### Given instruction
Write out the listing below from the line containing "Locate the water" to its last line, unaltered, ends included.

[Location identification items]
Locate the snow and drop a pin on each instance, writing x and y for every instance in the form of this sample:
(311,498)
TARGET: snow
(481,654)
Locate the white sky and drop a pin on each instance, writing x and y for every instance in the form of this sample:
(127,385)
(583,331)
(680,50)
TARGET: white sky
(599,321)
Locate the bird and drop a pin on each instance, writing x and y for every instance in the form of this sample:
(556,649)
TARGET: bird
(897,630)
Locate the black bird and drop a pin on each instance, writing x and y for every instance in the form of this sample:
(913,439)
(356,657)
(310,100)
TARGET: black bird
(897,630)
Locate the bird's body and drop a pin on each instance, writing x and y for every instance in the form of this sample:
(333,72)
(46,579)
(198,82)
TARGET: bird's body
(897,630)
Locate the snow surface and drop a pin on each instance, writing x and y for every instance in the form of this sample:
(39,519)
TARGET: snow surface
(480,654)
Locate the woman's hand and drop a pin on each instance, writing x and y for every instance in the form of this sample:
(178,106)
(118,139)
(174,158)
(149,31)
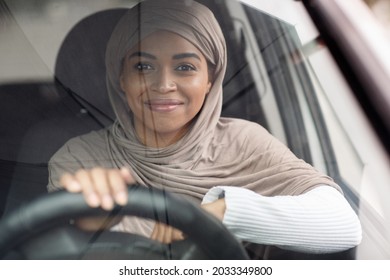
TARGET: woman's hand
(167,234)
(100,187)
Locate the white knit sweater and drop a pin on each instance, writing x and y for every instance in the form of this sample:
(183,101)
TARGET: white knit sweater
(319,221)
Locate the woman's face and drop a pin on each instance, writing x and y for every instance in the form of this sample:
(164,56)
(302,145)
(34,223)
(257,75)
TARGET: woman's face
(166,81)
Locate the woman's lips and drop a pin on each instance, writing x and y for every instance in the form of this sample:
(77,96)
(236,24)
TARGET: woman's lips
(163,105)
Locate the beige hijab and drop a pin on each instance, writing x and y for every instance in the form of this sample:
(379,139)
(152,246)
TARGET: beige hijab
(215,151)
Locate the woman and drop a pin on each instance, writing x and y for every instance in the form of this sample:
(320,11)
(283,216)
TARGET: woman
(165,62)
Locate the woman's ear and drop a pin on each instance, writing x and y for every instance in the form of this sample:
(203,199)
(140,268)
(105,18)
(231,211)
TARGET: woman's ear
(209,85)
(121,83)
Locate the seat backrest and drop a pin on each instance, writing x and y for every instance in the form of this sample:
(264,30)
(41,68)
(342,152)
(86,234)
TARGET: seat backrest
(50,114)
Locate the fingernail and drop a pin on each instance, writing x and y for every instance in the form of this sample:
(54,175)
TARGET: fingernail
(74,186)
(121,198)
(93,200)
(107,202)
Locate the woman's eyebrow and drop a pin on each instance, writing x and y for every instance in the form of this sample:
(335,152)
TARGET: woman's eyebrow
(186,55)
(176,56)
(142,54)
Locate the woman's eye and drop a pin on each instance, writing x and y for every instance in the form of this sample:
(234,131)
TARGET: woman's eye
(143,67)
(186,67)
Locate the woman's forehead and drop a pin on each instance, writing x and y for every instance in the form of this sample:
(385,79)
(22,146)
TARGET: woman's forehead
(164,42)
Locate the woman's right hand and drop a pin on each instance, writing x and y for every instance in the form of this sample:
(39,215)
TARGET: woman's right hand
(101,187)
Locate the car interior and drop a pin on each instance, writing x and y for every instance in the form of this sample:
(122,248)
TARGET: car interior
(76,102)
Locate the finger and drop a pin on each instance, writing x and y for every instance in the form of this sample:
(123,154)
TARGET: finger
(167,235)
(158,232)
(83,178)
(177,235)
(69,182)
(102,187)
(118,186)
(155,232)
(125,172)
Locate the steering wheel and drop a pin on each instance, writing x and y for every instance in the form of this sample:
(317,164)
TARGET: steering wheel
(43,226)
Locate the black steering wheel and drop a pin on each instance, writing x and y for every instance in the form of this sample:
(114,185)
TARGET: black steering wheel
(41,230)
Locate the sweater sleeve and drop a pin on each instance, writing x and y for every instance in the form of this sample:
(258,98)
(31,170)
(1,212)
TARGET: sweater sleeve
(319,221)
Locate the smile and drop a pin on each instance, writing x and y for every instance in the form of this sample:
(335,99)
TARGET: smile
(163,105)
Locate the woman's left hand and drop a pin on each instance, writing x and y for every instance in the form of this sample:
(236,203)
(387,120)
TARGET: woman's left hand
(167,234)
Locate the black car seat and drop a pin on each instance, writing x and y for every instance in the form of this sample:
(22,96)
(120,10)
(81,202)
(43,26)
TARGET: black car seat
(48,114)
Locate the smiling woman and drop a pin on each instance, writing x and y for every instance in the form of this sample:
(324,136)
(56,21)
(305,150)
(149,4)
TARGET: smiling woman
(165,87)
(169,134)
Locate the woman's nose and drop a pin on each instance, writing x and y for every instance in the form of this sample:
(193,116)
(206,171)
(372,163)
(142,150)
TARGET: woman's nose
(163,82)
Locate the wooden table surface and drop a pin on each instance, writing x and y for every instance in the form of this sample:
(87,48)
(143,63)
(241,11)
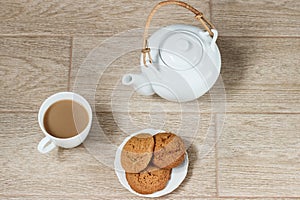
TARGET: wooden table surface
(256,154)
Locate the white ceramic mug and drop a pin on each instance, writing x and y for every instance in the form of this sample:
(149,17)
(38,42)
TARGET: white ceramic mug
(49,142)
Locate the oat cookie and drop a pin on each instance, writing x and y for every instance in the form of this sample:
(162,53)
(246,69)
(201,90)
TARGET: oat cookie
(137,153)
(151,180)
(169,150)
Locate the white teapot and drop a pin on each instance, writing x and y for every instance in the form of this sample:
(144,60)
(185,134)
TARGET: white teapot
(178,62)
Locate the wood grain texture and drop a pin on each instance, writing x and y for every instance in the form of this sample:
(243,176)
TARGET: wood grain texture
(87,17)
(256,18)
(261,75)
(259,155)
(32,68)
(75,172)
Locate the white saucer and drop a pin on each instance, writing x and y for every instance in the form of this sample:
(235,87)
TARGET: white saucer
(177,176)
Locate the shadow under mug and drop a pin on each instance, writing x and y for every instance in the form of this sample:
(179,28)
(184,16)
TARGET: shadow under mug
(49,142)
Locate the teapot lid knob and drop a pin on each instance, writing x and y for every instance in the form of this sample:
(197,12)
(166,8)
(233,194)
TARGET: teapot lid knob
(181,50)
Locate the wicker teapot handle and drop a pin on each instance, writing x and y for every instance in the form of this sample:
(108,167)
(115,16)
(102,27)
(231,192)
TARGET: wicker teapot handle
(198,15)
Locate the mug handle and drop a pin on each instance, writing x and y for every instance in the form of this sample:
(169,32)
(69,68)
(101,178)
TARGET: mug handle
(42,145)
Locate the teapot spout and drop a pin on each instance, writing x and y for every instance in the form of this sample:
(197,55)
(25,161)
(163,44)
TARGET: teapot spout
(139,82)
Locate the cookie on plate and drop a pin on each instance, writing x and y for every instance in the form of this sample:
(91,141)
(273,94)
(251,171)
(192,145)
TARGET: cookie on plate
(169,150)
(137,153)
(151,180)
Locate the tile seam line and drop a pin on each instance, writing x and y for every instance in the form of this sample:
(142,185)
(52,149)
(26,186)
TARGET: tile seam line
(70,63)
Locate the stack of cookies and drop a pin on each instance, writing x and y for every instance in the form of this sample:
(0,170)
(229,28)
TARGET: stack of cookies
(148,160)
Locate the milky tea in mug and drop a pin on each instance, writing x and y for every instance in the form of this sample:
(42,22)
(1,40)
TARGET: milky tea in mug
(65,119)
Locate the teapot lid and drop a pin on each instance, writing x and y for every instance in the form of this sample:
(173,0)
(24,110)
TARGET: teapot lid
(181,50)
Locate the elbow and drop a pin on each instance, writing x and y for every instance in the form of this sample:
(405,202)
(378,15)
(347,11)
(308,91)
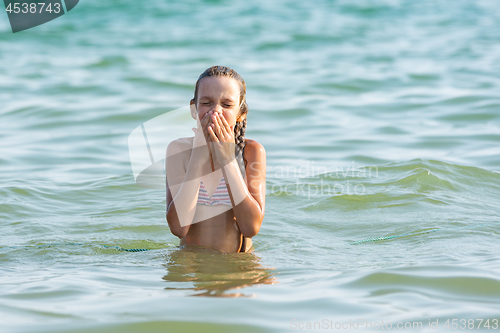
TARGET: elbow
(252,229)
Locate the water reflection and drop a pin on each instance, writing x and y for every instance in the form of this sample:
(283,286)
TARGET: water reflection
(212,273)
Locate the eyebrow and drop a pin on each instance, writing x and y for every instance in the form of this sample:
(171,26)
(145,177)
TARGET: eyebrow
(224,99)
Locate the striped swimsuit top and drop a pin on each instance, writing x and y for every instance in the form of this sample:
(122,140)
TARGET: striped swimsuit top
(220,196)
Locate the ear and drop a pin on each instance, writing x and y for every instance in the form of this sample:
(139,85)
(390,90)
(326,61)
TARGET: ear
(192,106)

### Solution to this task
Locate the water reflection and drop a pin on each instance, writing x and y for every instance in the form of this sample:
(283,286)
TARGET: water reflection
(212,273)
Locate the eyebrow and drop a pin on each instance, writing x and y for every instance in the form of this sample:
(171,26)
(145,177)
TARGET: eyebrow
(224,99)
Locate the striped swimsuit top and drop a pin on each instance, writing x and y for every instance in the form of this sample:
(122,140)
TARGET: striped swimsuit top
(220,196)
Locate the ear and drop a pin on each instance, writing x and y for every instance in the form of this sample:
(139,85)
(390,90)
(326,61)
TARGET: ear
(192,106)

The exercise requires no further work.